Copy exactly the lines of the records below, starting at the line that contains "For each instance of the female" and continuing through the last line, both included; omit any pictures.
────────────────────────────────────────
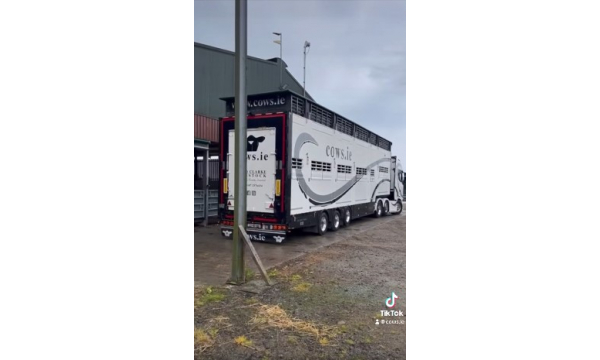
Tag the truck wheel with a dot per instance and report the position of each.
(347, 217)
(379, 210)
(336, 221)
(322, 225)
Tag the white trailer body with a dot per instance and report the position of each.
(306, 171)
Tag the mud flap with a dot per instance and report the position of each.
(274, 237)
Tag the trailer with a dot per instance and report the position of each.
(307, 168)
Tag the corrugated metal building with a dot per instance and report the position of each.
(214, 78)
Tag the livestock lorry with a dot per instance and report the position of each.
(307, 168)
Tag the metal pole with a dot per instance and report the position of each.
(304, 81)
(206, 157)
(281, 61)
(239, 212)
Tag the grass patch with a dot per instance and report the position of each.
(202, 340)
(249, 274)
(243, 341)
(275, 316)
(302, 287)
(251, 301)
(207, 295)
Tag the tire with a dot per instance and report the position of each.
(399, 212)
(322, 224)
(347, 216)
(379, 210)
(336, 221)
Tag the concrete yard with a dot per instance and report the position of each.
(212, 252)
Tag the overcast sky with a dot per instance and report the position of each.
(356, 65)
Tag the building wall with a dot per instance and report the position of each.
(214, 78)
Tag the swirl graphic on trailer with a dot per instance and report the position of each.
(319, 199)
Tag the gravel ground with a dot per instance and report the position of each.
(325, 304)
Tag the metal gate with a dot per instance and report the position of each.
(199, 201)
(206, 197)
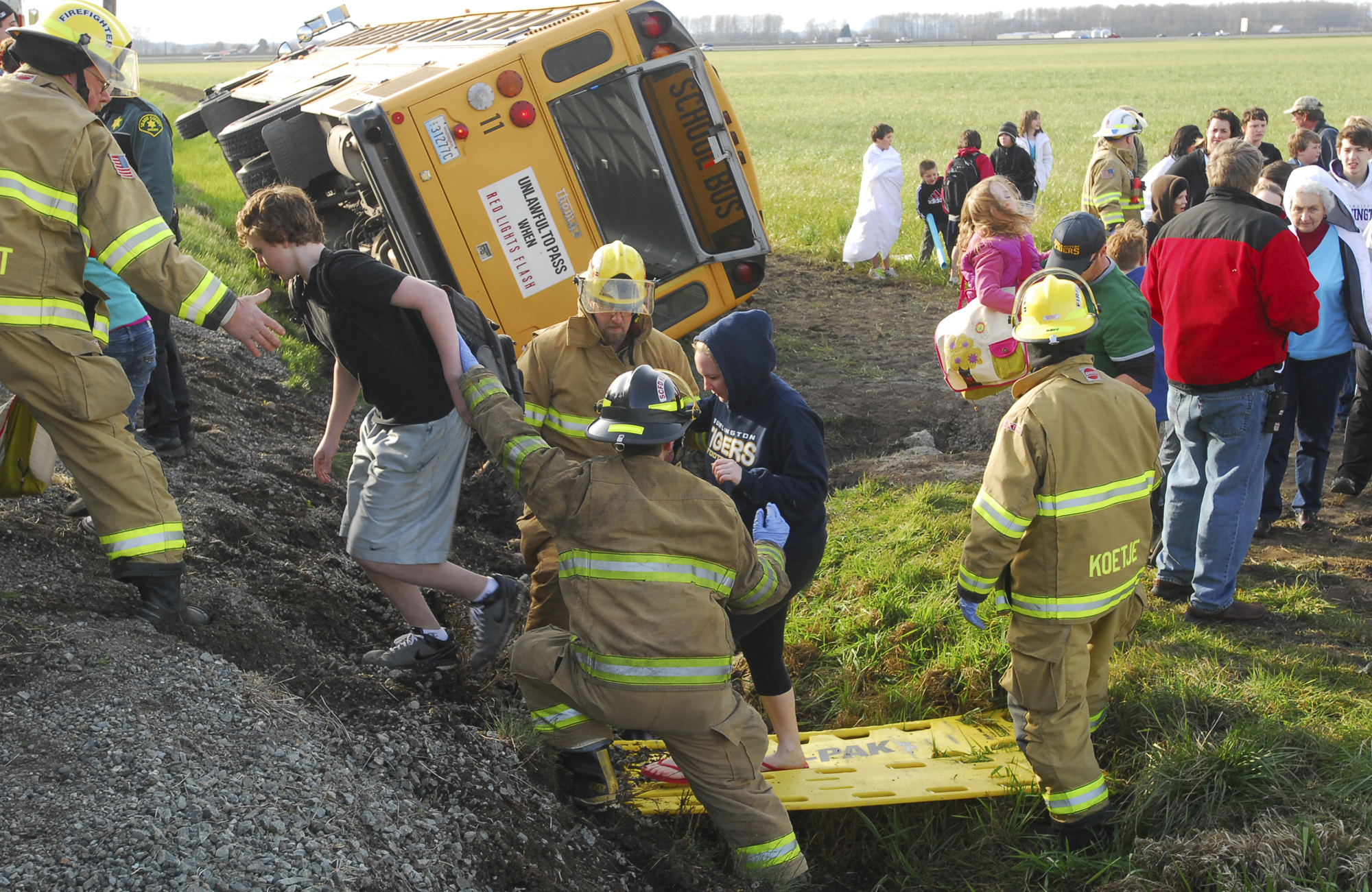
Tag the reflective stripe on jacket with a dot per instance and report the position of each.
(67, 190)
(1108, 191)
(567, 371)
(1065, 497)
(650, 555)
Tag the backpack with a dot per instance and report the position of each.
(492, 349)
(962, 175)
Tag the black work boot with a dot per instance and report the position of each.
(161, 589)
(595, 784)
(1083, 833)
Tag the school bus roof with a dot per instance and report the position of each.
(383, 60)
(474, 27)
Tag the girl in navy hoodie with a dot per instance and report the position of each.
(768, 446)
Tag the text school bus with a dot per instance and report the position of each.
(497, 152)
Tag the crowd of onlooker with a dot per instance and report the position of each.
(1234, 286)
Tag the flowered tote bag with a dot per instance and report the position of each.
(979, 353)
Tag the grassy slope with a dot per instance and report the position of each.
(1209, 726)
(809, 112)
(211, 198)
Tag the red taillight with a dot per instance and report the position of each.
(510, 84)
(748, 274)
(655, 25)
(523, 114)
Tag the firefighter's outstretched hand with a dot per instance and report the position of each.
(728, 471)
(969, 612)
(769, 526)
(253, 327)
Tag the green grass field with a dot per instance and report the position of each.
(1209, 727)
(1212, 730)
(809, 112)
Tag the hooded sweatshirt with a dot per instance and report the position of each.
(768, 429)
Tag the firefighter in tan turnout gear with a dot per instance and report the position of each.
(651, 556)
(1061, 531)
(1111, 190)
(567, 368)
(67, 191)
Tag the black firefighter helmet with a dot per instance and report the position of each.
(644, 408)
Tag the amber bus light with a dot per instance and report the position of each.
(747, 274)
(654, 25)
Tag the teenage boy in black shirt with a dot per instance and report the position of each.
(931, 202)
(393, 338)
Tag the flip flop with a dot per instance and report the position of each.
(665, 771)
(768, 766)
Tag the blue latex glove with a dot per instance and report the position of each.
(769, 526)
(969, 612)
(469, 357)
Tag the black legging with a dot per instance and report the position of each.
(762, 636)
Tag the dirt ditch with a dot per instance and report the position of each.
(294, 615)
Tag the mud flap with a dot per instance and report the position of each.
(909, 762)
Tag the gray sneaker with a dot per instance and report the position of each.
(495, 620)
(416, 651)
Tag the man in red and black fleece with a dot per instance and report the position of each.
(1227, 282)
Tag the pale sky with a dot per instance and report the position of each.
(250, 20)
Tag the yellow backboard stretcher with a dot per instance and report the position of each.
(882, 764)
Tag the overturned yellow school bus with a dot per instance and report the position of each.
(497, 152)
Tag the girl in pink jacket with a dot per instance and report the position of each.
(998, 252)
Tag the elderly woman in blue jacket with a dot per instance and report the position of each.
(1318, 361)
(768, 446)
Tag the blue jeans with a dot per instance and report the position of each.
(134, 348)
(1215, 490)
(1312, 389)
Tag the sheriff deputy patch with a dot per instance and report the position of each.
(150, 124)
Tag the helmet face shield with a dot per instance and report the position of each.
(119, 67)
(617, 296)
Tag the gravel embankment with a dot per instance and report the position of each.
(137, 762)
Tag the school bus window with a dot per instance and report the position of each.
(710, 191)
(678, 305)
(622, 176)
(577, 57)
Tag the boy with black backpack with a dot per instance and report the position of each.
(968, 168)
(393, 338)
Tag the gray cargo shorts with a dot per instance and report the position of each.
(403, 490)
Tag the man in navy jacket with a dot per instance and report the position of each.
(768, 446)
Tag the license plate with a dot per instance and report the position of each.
(442, 139)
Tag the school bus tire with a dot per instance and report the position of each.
(191, 125)
(244, 138)
(257, 173)
(223, 110)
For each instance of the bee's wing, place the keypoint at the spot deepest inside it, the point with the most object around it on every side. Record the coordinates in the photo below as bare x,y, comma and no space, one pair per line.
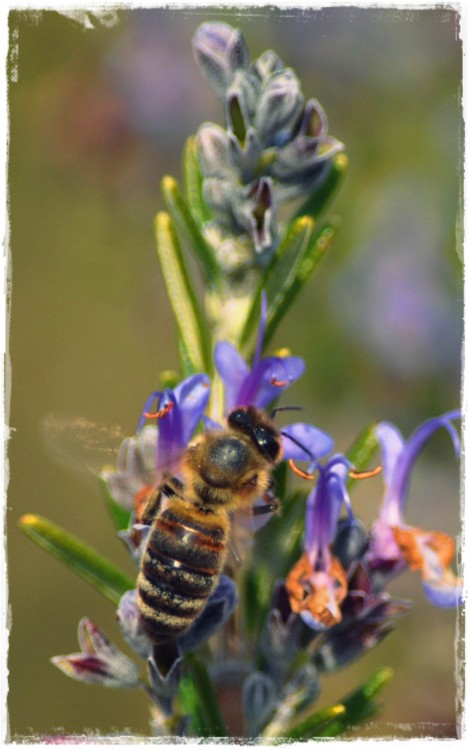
245,523
87,448
79,444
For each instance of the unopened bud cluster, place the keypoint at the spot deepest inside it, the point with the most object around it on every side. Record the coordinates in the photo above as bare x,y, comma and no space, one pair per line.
274,148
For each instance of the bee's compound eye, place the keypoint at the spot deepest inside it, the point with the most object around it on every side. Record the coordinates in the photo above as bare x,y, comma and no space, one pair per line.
239,418
267,443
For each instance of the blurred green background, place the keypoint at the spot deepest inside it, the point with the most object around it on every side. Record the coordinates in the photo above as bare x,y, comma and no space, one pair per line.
97,117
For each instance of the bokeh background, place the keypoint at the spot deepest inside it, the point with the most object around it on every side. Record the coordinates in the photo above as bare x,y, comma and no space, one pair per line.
97,117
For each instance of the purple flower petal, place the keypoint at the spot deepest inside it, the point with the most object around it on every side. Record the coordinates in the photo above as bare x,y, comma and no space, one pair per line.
392,444
100,661
308,443
128,617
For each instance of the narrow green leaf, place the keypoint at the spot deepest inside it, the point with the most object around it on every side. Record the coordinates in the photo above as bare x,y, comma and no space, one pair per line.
316,722
186,363
186,307
189,231
359,704
199,699
363,449
318,201
120,516
78,556
314,253
193,182
280,274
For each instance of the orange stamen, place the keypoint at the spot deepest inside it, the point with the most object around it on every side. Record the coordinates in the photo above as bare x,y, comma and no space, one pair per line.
160,413
279,383
298,471
365,474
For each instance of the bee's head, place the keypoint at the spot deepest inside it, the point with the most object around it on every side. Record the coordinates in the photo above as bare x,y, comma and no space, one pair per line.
255,425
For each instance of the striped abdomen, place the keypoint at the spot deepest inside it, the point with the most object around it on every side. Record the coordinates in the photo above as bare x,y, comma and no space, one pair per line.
180,568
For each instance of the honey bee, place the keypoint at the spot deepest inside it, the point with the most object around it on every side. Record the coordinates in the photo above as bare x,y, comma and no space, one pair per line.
222,472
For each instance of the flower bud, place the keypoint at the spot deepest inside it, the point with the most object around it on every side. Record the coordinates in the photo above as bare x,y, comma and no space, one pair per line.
279,108
212,143
220,51
267,64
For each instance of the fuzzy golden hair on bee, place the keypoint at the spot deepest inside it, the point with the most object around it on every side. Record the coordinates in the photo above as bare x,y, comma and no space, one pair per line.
222,471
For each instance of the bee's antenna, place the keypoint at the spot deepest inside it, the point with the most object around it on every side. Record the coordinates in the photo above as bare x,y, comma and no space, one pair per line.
299,444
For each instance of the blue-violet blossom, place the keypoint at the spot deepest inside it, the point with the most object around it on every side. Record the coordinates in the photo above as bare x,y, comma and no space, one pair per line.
394,544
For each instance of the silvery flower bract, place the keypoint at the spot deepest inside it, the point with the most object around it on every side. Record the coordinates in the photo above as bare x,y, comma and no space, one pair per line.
275,147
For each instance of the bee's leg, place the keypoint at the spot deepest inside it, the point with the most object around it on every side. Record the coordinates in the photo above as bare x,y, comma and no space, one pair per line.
271,505
152,507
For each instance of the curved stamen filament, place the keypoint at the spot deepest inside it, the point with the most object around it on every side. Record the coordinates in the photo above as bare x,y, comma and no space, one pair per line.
279,383
365,474
299,472
160,413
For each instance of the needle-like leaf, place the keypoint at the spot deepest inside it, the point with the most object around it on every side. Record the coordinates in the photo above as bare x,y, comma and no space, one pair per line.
78,556
187,309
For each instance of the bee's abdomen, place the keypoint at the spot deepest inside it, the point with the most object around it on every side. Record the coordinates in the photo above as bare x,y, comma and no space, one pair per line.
180,567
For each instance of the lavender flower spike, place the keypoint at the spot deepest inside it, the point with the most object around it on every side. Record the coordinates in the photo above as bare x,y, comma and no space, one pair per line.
154,449
317,584
395,545
264,382
99,661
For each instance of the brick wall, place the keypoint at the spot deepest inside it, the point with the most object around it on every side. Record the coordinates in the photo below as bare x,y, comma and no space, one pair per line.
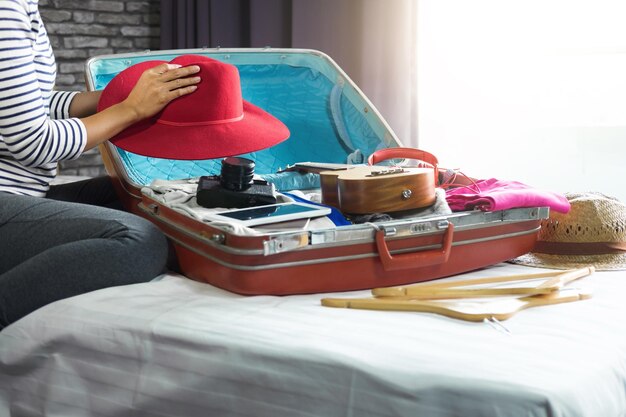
81,29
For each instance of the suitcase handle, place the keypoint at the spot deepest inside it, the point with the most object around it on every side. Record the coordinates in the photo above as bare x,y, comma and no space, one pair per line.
416,259
427,159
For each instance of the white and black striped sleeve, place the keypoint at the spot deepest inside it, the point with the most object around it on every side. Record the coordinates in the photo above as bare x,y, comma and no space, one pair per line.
27,72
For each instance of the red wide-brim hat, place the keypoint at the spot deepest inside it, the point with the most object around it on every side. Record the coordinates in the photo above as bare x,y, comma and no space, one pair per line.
212,122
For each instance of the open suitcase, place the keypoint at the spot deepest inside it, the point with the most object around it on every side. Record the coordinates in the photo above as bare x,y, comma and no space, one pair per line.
330,121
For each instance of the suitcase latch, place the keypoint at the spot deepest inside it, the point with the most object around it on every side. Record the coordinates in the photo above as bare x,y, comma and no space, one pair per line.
285,243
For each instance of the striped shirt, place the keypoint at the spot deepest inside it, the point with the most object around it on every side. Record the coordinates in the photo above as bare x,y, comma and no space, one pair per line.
35,129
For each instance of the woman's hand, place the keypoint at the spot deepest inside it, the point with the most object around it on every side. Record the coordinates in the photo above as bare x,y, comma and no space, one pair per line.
154,90
158,86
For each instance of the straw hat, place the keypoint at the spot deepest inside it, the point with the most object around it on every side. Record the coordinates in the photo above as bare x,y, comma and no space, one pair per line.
592,233
212,122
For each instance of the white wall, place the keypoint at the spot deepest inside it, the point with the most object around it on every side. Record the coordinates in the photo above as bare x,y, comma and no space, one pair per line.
532,90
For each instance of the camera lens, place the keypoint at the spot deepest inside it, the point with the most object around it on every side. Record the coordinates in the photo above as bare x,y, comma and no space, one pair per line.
237,173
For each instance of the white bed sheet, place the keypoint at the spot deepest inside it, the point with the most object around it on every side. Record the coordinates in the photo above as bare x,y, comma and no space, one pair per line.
175,347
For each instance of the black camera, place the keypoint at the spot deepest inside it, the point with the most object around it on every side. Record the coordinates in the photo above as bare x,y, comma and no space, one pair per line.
235,186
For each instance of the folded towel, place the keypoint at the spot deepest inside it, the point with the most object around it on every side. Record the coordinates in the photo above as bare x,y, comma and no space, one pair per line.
492,194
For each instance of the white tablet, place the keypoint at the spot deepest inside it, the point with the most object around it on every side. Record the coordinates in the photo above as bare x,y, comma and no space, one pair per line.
273,213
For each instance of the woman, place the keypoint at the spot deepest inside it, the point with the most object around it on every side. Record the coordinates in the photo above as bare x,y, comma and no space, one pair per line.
52,249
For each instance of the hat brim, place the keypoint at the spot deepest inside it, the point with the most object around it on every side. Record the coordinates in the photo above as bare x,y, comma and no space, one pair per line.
608,262
255,131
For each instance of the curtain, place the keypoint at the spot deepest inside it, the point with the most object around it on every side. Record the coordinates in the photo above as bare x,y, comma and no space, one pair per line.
373,41
228,24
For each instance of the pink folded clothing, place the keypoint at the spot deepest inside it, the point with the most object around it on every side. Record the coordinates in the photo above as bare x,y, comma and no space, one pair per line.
493,194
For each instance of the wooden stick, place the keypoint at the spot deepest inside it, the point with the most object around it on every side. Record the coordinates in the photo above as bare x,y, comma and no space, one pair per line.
420,288
501,310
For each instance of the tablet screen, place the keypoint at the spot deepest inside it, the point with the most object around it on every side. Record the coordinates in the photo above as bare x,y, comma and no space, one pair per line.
268,211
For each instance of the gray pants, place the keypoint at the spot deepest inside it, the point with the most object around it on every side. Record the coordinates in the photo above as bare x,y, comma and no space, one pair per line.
52,249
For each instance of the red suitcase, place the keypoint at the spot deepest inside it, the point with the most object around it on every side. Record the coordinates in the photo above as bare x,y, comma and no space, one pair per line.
330,121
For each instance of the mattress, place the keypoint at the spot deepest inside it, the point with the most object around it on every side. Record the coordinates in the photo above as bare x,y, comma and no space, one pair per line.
176,347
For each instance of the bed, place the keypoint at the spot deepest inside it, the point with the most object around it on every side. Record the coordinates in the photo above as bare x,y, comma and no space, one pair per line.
176,347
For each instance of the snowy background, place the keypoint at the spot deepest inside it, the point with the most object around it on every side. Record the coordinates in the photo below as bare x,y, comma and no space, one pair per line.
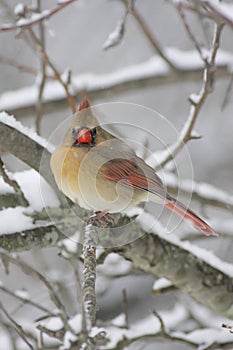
75,39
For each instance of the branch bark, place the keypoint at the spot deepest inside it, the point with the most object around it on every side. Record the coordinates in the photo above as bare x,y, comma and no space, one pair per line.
152,254
28,151
108,84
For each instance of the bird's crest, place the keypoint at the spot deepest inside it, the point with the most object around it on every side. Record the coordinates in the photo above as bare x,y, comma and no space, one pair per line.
84,104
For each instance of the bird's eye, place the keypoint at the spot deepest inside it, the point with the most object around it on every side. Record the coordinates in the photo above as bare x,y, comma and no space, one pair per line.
84,136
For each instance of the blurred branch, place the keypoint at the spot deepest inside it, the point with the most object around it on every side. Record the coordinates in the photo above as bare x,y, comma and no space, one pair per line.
16,327
27,150
26,300
228,93
137,76
26,23
189,32
23,201
152,254
42,74
148,34
13,63
218,11
197,102
28,270
57,75
89,274
203,192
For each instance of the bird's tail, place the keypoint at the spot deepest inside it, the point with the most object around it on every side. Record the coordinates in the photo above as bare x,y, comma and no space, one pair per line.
189,215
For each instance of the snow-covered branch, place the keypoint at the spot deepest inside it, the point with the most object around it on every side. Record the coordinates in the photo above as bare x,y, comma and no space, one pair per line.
197,102
24,23
146,74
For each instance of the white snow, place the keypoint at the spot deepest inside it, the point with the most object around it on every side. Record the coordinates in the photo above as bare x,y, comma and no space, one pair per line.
115,265
5,188
11,121
161,283
19,9
68,339
23,294
223,8
70,244
148,325
148,223
153,67
13,220
203,189
35,17
115,36
206,337
33,187
53,323
76,323
119,321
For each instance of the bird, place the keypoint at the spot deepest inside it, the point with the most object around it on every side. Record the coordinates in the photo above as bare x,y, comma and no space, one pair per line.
101,172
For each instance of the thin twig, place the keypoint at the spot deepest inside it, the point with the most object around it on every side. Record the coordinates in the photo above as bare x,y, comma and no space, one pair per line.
216,13
89,274
125,307
148,33
189,32
35,274
75,264
17,327
30,22
42,74
26,300
196,104
228,93
57,75
14,184
13,63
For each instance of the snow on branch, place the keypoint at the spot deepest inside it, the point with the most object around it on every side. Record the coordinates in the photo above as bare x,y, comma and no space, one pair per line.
149,73
35,18
201,191
203,276
220,10
197,102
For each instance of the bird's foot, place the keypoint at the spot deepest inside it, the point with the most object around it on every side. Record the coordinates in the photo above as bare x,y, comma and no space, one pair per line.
102,219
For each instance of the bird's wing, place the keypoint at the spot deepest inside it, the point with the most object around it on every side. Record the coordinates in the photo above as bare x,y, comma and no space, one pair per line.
134,173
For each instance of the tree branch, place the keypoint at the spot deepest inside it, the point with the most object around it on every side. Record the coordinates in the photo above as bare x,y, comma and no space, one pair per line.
197,102
26,23
28,151
137,76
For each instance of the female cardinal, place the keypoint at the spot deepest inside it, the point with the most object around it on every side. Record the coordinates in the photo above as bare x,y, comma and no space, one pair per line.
102,173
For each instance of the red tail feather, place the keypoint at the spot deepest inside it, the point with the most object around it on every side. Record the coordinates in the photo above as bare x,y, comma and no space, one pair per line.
187,214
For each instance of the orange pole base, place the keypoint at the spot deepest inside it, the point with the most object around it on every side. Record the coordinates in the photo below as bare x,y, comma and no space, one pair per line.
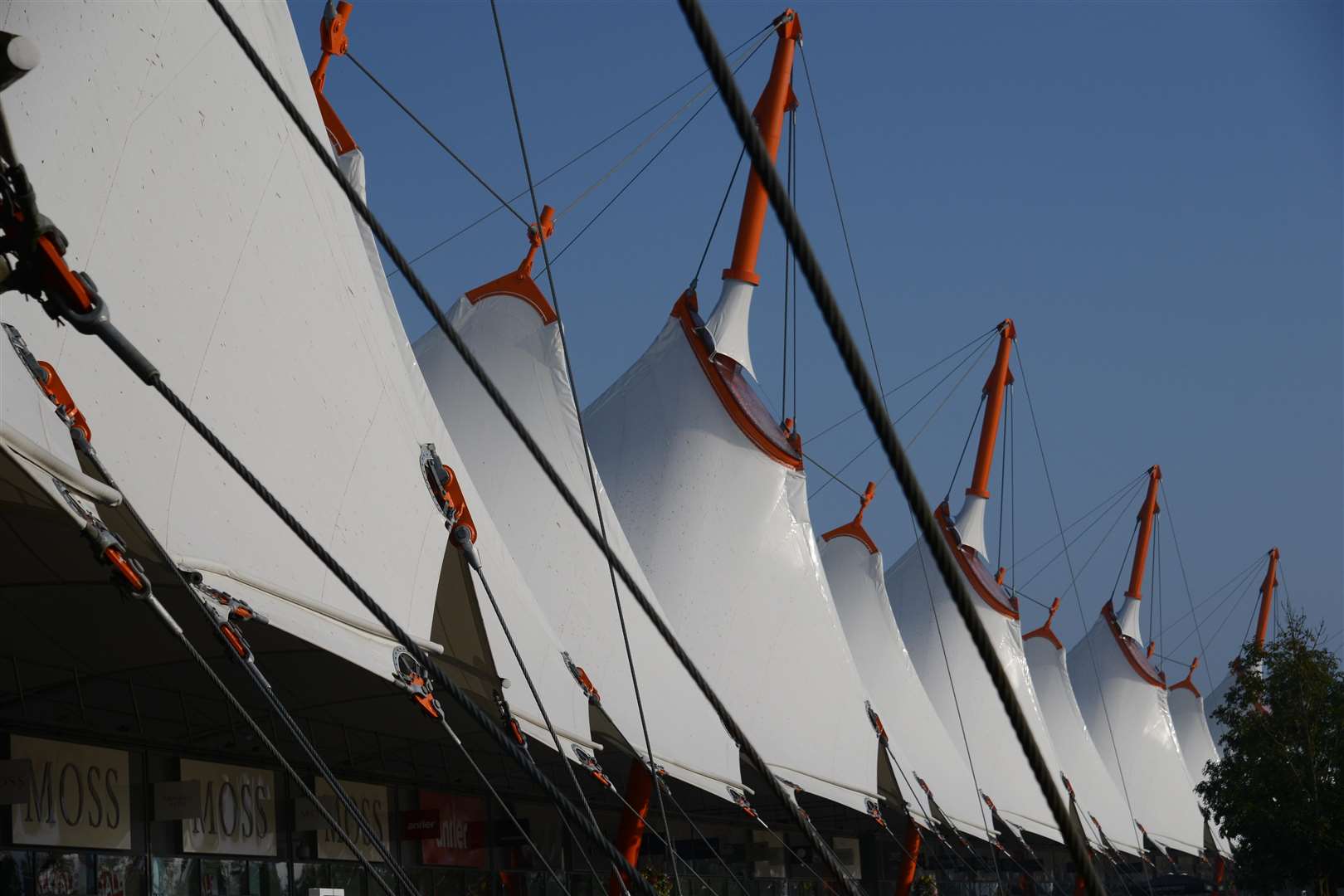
906,874
631,835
────────────────────────────────────────
=== Correct result ===
For each instance of the female cardinal, place the keypoint at the spot deepest inside it, the point with the most object around it on every side. Record the coordinates in the photo above as bare x,y, comma and no space, one pair per line.
102,173
For each instance of the red tail feather, place the keypoint at the spot deepest inside it, the point with the most object around it on every side. Record the coordinates in the photo above as bare x,y, comma and no space, one pair per line.
187,214
For each instance of the orange pole base, place the keypoint at the spot deepest inside it, the point with the most object around it on every side. Record the coordinates in the photo below as bare x,y, comma and no space, one pair per line.
906,874
631,835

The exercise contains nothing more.